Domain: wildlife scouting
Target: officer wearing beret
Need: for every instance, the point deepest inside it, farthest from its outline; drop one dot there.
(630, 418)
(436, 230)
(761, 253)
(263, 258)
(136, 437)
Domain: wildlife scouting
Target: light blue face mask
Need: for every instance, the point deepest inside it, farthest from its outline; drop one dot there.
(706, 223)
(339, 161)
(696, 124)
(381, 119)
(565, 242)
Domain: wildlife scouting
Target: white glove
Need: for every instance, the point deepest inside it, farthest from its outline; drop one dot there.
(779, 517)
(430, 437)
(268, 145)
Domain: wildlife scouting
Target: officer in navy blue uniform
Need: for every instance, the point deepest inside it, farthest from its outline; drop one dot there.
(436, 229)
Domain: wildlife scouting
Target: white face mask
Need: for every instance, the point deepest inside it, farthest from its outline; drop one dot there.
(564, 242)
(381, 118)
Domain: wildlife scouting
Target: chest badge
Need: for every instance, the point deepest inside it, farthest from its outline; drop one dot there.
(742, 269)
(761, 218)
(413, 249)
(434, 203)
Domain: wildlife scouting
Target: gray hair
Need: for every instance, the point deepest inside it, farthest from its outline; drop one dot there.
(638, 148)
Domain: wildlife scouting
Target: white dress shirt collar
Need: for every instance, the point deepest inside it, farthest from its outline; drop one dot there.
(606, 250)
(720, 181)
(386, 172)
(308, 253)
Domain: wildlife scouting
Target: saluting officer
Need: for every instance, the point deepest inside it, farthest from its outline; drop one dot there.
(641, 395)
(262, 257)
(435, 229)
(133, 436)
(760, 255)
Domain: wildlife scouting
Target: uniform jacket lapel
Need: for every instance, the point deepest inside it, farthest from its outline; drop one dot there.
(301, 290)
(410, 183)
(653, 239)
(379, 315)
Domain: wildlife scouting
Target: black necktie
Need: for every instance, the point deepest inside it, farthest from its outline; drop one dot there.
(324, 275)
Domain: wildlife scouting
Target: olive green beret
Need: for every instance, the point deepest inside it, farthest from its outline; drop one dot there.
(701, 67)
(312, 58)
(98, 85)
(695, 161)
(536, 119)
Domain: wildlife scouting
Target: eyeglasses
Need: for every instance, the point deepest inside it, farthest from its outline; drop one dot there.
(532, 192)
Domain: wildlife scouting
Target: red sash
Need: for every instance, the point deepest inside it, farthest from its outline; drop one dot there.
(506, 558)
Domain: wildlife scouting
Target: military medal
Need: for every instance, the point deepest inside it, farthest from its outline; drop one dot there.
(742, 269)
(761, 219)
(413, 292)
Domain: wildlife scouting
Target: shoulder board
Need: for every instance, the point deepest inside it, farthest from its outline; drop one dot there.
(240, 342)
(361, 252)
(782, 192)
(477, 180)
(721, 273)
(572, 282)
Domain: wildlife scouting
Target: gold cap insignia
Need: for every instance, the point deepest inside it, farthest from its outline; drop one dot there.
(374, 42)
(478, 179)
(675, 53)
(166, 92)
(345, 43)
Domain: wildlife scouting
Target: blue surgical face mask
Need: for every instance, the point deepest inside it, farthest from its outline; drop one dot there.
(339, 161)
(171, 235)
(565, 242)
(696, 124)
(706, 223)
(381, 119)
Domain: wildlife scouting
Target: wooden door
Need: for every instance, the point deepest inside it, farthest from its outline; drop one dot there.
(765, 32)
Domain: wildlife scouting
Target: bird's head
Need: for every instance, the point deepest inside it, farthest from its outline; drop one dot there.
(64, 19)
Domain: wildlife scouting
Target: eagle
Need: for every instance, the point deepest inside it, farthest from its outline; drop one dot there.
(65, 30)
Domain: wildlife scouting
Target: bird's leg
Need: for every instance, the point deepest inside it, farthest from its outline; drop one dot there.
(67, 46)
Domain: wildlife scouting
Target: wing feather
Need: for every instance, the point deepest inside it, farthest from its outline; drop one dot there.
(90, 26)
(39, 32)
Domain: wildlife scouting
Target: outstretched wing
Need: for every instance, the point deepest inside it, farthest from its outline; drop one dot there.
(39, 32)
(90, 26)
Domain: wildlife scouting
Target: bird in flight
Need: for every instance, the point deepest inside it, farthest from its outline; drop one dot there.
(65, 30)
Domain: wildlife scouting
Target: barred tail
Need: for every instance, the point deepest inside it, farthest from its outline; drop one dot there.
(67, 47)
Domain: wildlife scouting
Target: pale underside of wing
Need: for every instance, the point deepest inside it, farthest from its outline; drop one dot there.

Required task. Print the entries exactly. Include every one.

Reply.
Domain: wildlife scouting
Target: officer wearing beret
Need: for every instance, the point deepest inside it, farthest from its outline; drop one dot there.
(630, 418)
(436, 230)
(761, 253)
(263, 258)
(136, 437)
Domain: wildlife scouting
Target: light blue face mask
Need: for every instance, the point deepest inside it, farthest from its outline; drop one dot there.
(706, 223)
(339, 161)
(696, 124)
(381, 119)
(565, 242)
Domain: wildlife scouting
Target: white glove
Need: for every instance, the point deepest inside it, farthest from its outline; drop one dot there.
(779, 517)
(430, 437)
(268, 145)
Domain: wildlife scouting
Target: officer in navy blue uniform
Need: for every instance, the point deepest inside it, farthest from its outline; drop one dot there.
(436, 229)
Domain: wildlife scouting
Target: white face mask
Need: for every instance, the point deepest inside it, farthest from its outline; drop one dot there.
(564, 242)
(381, 118)
Domain: wildlife scouting
Target: chest badge
Need: for every instance, the point deepest inside it, farthest from its outline; drop one dot there.
(742, 269)
(761, 218)
(413, 249)
(434, 203)
Domain: wildlife scouting
Target: gray hair
Need: for every instance, the point deepest inside it, farthest from its outline; drop one dot there.
(638, 148)
Domain: wildlife scouting
Target: white dress shirt collar
Need: for every instance, the point deepest inside it, farthest from its outline; drop one dot there.
(606, 250)
(720, 181)
(386, 172)
(308, 253)
Domain: wildlife scouting
Target: saluting officer
Need: for every instance, the point deepest inside it, farthest from its outline; drop one dot there.
(641, 395)
(262, 257)
(435, 229)
(133, 436)
(760, 255)
Domain: wildlife scouting
Target: uniform jacket lapel
Need: for every instance, the point deepest inside it, farthest from its outline; drop one dot there.
(301, 290)
(410, 183)
(653, 239)
(379, 315)
Domain: wildlife scouting
Target: black necktie
Need: for every instance, the point deepest inside it, farthest from its outline; drop one dot there.
(324, 275)
Domain: wildlife scouting
Target: olive green beret
Need: for every instance, the point deepest inside it, farthest from its outline; drop one dot there.
(701, 67)
(312, 58)
(98, 85)
(695, 161)
(536, 119)
Domain: wildlife scouting
Target: eyeglasses
Need: for every instance, the point deepest inside it, farthest from its outline; drop one dot there.
(532, 192)
Domain: wildlife scouting
Target: red sash
Need: for every instance, the point deepest inside it, farthest from its outline; drop one dot there.
(506, 558)
Domain: wildlife scouting
Target: military medal
Need: for every instance, the point deepest inside it, farthest from its outline; drop one dot there.
(742, 269)
(761, 219)
(413, 292)
Domain: wildlife scouting
Target: shoulder board
Need: for every instance, the point deepest inside it, farthest from its outline; drop one dot there.
(240, 342)
(361, 252)
(782, 192)
(477, 180)
(721, 273)
(572, 282)
Domain: wildlife scouting
Target: gold cap insignia
Need: for every instance, the point deepest inside it, farthest from its outline; drop one dot there.
(374, 42)
(478, 179)
(675, 53)
(166, 92)
(345, 43)
Domain: wildlife scouting
Target: blue surgical face mask
Need: for every instance, the point deepest inside it, farthest from its outline; drop one dot there.
(339, 161)
(171, 235)
(565, 242)
(696, 124)
(706, 223)
(381, 119)
Domain: wildlife scouting
Target: wooden door
Need: for every instance, the point deepest inside it, farthest from its outline; drop one dot there.
(765, 32)
Domain: wildlife scouting
Target: bird's head
Need: for every instance, the point deepest inside it, farthest from its outline; drop one dot there.
(64, 19)
Domain: wildlife scouting
Target: eagle
Need: for every instance, the point deepest inside it, farthest from its outline; drop one dot there.
(65, 30)
Domain: wildlife scouting
Target: bird's leg
Need: for every instance, the point deepest inside it, farthest from its outline; drop one dot there.
(67, 46)
Domain: wildlife scouting
Target: wing feather
Need: for every instance, the point deepest inside it, farthest from its outline; drop one dot there.
(90, 26)
(39, 32)
Domain: wildlife scouting
Target: outstretched wing
Need: for every instance, the point deepest inside it, farthest from its outline; drop one dot there.
(39, 32)
(90, 26)
Domain: wildlife scouting
Target: bird in flight
Need: for every instance, the point deepest inside it, farthest from its outline; drop one dot there.
(65, 30)
Domain: wildlife scouting
Target: barred tail
Need: for every instance, the point deepest inside it, farthest from its outline; drop one dot there.
(67, 47)
Domain: wildlife scouting
Target: pale underside of wing
Need: for every instance, the point deepest inside it, farthest from its outline; drop one dot there.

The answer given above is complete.